[start DATA SHOWN]

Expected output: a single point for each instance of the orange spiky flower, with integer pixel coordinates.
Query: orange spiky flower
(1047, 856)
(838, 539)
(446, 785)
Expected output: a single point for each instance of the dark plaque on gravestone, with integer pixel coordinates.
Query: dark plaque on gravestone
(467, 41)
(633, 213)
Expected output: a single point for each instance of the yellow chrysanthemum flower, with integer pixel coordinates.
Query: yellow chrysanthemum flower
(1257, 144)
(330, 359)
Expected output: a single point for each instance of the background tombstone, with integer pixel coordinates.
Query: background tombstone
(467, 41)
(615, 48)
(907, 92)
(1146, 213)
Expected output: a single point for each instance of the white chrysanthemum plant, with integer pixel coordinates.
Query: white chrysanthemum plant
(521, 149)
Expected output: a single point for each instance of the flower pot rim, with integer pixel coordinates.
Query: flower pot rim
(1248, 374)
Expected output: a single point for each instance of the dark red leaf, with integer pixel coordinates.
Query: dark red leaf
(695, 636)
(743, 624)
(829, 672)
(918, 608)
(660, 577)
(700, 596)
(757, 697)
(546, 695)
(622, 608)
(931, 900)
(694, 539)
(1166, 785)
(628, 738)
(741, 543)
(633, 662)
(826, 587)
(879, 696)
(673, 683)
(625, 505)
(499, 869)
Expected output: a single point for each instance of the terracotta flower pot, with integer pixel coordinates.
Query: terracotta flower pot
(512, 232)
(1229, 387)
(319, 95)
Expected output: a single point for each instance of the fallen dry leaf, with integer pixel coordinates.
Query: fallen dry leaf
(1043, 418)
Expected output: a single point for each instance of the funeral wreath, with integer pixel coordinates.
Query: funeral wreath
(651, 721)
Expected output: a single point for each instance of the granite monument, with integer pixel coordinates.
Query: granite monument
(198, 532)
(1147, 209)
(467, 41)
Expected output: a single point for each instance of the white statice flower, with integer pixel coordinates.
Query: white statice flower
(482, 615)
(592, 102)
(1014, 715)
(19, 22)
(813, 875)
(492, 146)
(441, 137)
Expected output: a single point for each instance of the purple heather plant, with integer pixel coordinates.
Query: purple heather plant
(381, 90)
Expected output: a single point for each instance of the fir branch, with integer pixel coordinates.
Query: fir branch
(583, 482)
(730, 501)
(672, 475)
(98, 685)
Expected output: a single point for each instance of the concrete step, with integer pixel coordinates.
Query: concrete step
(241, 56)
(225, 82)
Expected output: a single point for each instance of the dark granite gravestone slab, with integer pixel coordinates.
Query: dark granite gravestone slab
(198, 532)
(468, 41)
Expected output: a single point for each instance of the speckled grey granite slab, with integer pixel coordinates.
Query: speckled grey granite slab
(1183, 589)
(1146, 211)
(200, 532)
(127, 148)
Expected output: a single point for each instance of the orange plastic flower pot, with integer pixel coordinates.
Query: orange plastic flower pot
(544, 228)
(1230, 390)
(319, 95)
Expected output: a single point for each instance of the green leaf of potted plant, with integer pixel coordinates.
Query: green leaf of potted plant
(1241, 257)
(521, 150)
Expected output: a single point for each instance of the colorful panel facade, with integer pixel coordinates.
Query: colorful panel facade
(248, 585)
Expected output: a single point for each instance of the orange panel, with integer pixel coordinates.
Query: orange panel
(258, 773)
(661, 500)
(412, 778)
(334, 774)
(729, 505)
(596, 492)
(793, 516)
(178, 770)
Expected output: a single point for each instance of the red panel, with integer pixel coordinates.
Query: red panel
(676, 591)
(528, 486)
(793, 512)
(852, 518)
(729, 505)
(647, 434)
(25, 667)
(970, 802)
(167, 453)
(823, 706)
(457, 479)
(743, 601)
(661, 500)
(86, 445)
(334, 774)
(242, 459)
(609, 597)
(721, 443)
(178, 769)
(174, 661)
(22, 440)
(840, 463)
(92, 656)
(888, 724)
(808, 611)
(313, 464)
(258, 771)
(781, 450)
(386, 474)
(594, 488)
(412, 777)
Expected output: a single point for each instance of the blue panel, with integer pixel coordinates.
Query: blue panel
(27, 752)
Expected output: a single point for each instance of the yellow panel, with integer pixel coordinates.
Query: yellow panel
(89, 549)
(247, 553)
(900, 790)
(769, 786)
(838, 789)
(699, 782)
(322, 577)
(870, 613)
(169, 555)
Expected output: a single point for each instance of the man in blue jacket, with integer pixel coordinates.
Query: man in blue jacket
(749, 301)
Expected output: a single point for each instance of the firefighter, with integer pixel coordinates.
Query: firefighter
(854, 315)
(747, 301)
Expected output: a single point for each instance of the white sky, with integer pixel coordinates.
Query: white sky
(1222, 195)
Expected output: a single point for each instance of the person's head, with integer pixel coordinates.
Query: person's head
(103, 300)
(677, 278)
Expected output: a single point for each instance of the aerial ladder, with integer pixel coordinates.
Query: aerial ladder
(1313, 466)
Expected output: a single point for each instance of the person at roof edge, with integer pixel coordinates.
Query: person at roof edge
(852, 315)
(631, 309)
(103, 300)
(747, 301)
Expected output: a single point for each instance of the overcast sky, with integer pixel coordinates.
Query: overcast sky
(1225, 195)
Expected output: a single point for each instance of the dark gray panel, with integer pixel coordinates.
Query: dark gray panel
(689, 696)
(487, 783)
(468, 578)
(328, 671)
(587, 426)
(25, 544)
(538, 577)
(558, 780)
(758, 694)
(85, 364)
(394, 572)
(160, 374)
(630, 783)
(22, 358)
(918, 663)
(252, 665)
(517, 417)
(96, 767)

[end DATA SHOWN]

GOAL ->
Using the data above, print every record exactly as shown.

TASK OUTPUT ->
Expected output: a single point for each instance of the orange spiky flower, with integer pixel coordinates.
Query: orange spiky flower
(1047, 856)
(838, 539)
(446, 785)
Expected output: a single point for each instance of the dark plaque on gravestone, with integer pixel coordinates.
Query: dark plaque on gravestone
(467, 41)
(633, 213)
Expected output: a single point for each instance of the yellow chrysanthemum flower, with integer pixel coordinates.
Query: yellow chrysanthemum flower
(1257, 144)
(330, 359)
Expected output: a single point for each instance of the background tombstone, with integer pixel coordinates.
Query: background tombstone
(467, 41)
(615, 48)
(907, 92)
(1146, 213)
Expected output: a single point for each instance of the white chrysanthemum plant, with integer pixel coordinates.
Query: white chrysanthemum plant
(521, 149)
Expected output: a single point for each instance of the flower pot rim, with integer pixel coordinates.
Query: flower pot rim
(1248, 374)
Expected output: a single point for each instance of the dark red leaf, with integer pixel coordinates.
Query: dark red leaf
(695, 636)
(743, 624)
(829, 672)
(918, 608)
(660, 577)
(700, 596)
(757, 697)
(546, 695)
(622, 608)
(931, 900)
(694, 539)
(1166, 785)
(628, 738)
(741, 543)
(633, 662)
(826, 587)
(879, 696)
(673, 683)
(625, 505)
(499, 869)
Expected output: a single point for each instance of the terracotta flower pot, with integer pixel coordinates.
Query: terracotta flower pot
(512, 232)
(1229, 387)
(319, 95)
Expected output: a single point for each instance of the fallen dry leaf, with integer pixel coordinates.
Query: fallen dry leaf
(1043, 418)
Expected output: a single point for each instance of the funeral wreath, with integer pixel coordinates.
Query: funeral wreath
(651, 721)
Expected output: a single point for each instance of the granite monument, with integer pixel coordinates.
Query: granite monument
(198, 532)
(1147, 209)
(467, 41)
Expected output: a single point for each instance of the white statice flower, with integer pixel coordinates.
Query: white statice flower
(482, 615)
(592, 102)
(1014, 715)
(19, 22)
(813, 875)
(492, 146)
(441, 137)
Expected output: a single point for each instance of the purple heather plant, with integer pixel coordinates.
Query: purple heather plant
(381, 90)
Expected output: a single point for each instance of the fir branch, with integer pixel coordinates.
Query: fir branch
(583, 482)
(730, 501)
(672, 475)
(98, 685)
Expected output: a single point for each instance of the concrete step, with integer pixel coordinates.
Query: concrete step
(241, 56)
(225, 82)
Expected output: a single point for each instance of the dark granite gravestone slab, with integer pixel coordinates.
Query: dark granite gravestone slab
(198, 532)
(468, 41)
Expected output: a single point for each instance of the speckled grey granite slab, with integer pixel coordinates.
Query: speckled grey granite slab
(1183, 589)
(1146, 211)
(200, 532)
(127, 148)
Expected output: a single point for each instance of the orange plastic flower pot, with integer pixel coordinates.
Query: orange plastic flower pot
(544, 228)
(1230, 390)
(319, 95)
Expected output: a single point for each instance of the green leaf of potted plant, with integer pixel coordinates.
Query: green leaf of potted plant
(1241, 257)
(521, 150)
Expected output: a single point for each instance of the colorful panel facade, with integer pixel coordinates.
Query: colorful panel facade
(248, 585)
Expected output: a single point for each instance of the orange panel, with integer pixel coordinates.
Query: orange panel
(258, 773)
(661, 500)
(412, 778)
(334, 774)
(729, 505)
(596, 492)
(793, 516)
(178, 770)
Expected output: a single point for each instance of the red panel, with integer pixel coordinates.
Query: red panel
(676, 591)
(528, 486)
(793, 512)
(852, 518)
(729, 505)
(647, 434)
(25, 667)
(970, 802)
(167, 453)
(823, 706)
(457, 479)
(743, 601)
(661, 500)
(86, 445)
(334, 774)
(242, 459)
(609, 597)
(721, 443)
(178, 769)
(174, 661)
(22, 440)
(840, 463)
(92, 656)
(888, 724)
(808, 611)
(313, 464)
(258, 771)
(781, 450)
(386, 474)
(594, 488)
(412, 777)
Expected output: a single point for each instance of the blue panel, with integer pixel coordinates.
Query: blue panel
(27, 752)
Expected output: a single point for each instance of the yellow panel, with integer pixel coordinates.
Query: yellow panel
(89, 549)
(247, 553)
(900, 790)
(769, 786)
(838, 789)
(699, 782)
(322, 577)
(870, 613)
(169, 555)
Expected output: a single point for each instance of the man in blue jacket, with integer pixel coordinates.
Query: man in blue jacket
(749, 301)
Expected output: a single point for each instance of the firefighter, with integer pixel coordinates.
Query: firefighter
(854, 315)
(747, 301)
Expected output: a single point for each instance of the white sky, with integer pixel coordinates.
Query: white sky
(1222, 195)
Expected output: a single point for each instance of the person's head, with integer pixel coordinates.
Query: person's head
(103, 300)
(677, 278)
Expected output: a single point for each instance of the aerial ladder, with integer pixel coordinates.
Query: aerial ladder
(1313, 466)
Expected output: a single point for each instance of the person at roof edge, with integer pixel coordinates.
Query: person at roof edge
(852, 315)
(631, 309)
(103, 300)
(747, 301)
Expected output: a single point for each instance of the overcast sky, with integer pixel coordinates.
Query: overcast sky
(1225, 195)
Expected output: a single point for each instance of the dark gray panel, with integer pixel coordinates.
Query: dark gray panel
(689, 696)
(487, 783)
(468, 578)
(328, 671)
(587, 426)
(25, 544)
(538, 577)
(558, 780)
(758, 694)
(85, 364)
(394, 572)
(160, 374)
(630, 783)
(22, 358)
(918, 663)
(252, 665)
(517, 417)
(96, 767)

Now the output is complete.